MATERIAL FOR THIS EXERCISE
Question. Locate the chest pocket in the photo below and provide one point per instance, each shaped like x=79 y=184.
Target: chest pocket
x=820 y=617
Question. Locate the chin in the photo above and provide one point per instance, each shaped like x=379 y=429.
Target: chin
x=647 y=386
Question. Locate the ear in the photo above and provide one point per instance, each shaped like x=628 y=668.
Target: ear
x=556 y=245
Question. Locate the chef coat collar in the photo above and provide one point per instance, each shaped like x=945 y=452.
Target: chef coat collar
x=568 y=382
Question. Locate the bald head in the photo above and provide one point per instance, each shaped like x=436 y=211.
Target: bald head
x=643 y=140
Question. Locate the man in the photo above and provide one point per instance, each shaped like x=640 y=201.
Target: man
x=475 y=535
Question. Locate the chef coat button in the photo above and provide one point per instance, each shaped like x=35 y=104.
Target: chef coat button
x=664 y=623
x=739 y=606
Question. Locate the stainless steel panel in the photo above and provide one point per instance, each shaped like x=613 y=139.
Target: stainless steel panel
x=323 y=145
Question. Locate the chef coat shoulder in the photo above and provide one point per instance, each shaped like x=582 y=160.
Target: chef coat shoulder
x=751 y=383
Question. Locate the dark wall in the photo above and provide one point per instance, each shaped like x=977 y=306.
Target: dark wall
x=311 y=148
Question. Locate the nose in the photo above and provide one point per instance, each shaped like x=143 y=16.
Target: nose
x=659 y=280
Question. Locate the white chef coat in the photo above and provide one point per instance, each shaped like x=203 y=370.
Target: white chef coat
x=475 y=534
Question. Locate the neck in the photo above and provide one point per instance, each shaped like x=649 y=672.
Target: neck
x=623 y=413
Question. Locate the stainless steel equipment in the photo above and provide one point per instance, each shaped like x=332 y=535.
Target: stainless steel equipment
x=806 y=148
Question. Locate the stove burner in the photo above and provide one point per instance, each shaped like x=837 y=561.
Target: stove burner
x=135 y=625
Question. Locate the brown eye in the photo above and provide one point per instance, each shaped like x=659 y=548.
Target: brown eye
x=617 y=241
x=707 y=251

EXERCISE GOAL
Quote all of the rows above verbatim, in their original order.

RESULT
Question. Locate the chest pocket in the photo below and provide one point per instance, each shaped like x=79 y=184.
Target: chest pocket
x=820 y=617
Question. Locate the chin in the photo above and provide one point per instance, each shaped like x=379 y=429.
Target: chin
x=647 y=386
Question. Locate the ear in the photo above and provide one point per instance, each shaped like x=628 y=668.
Target: ear
x=556 y=245
Question. Locate the chef coat collar in the photo above and provide one point per instance, each shaped like x=945 y=452.
Target: chef coat collar
x=568 y=382
Question. Locate the bald head in the photo above and provide one point per instance, each shaped like x=436 y=211.
Target: bald head
x=643 y=140
Question. Locate the man in the photo above and provide one point per instance, each shaped like x=640 y=201.
Target: man
x=475 y=535
Question. Locate the chef coat button in the photo above and provide one point per instance, each shaped like x=35 y=104.
Target: chef coat button
x=664 y=623
x=739 y=606
Question. Locate the stainless steel panel in the photo above and provide one point per instance, each shaped like x=613 y=139.
Target: stainless steel panel
x=323 y=145
Question. Locate the chef coat shoulder in the photo above and provide one point per instance, each shaped like x=582 y=160.
Target: chef coat shoulder
x=751 y=383
Question. Locate the dark wall in the photo above and provide one point per instance, each shaped like x=977 y=306.
Target: dark wall
x=311 y=148
Question. Locate the nose in the photo above and provide one point per instance, each shaped like x=143 y=16.
Target: nose
x=659 y=280
Question. Locate the white chef coat in the photo above and provide one point per instance, each shaped like x=203 y=370.
Target: white chef coat
x=475 y=534
Question. Locate the neck in the photo above and provide one point per instance, each shaped like x=649 y=672.
Target: neck
x=623 y=413
Question. Locate the stainless steel equipment in the photo above and provide one point per instance, each shaped like x=332 y=535.
Target: stainless steel equipment
x=806 y=148
Question. Locate the stove burner in the photo above and provide one point per instance, each shaped like x=837 y=561.
Target: stove burner
x=135 y=625
Question. Locate the brown eye in the photo above and provide one point per instance, each shaped like x=659 y=548.
Target: brown eye
x=617 y=241
x=707 y=251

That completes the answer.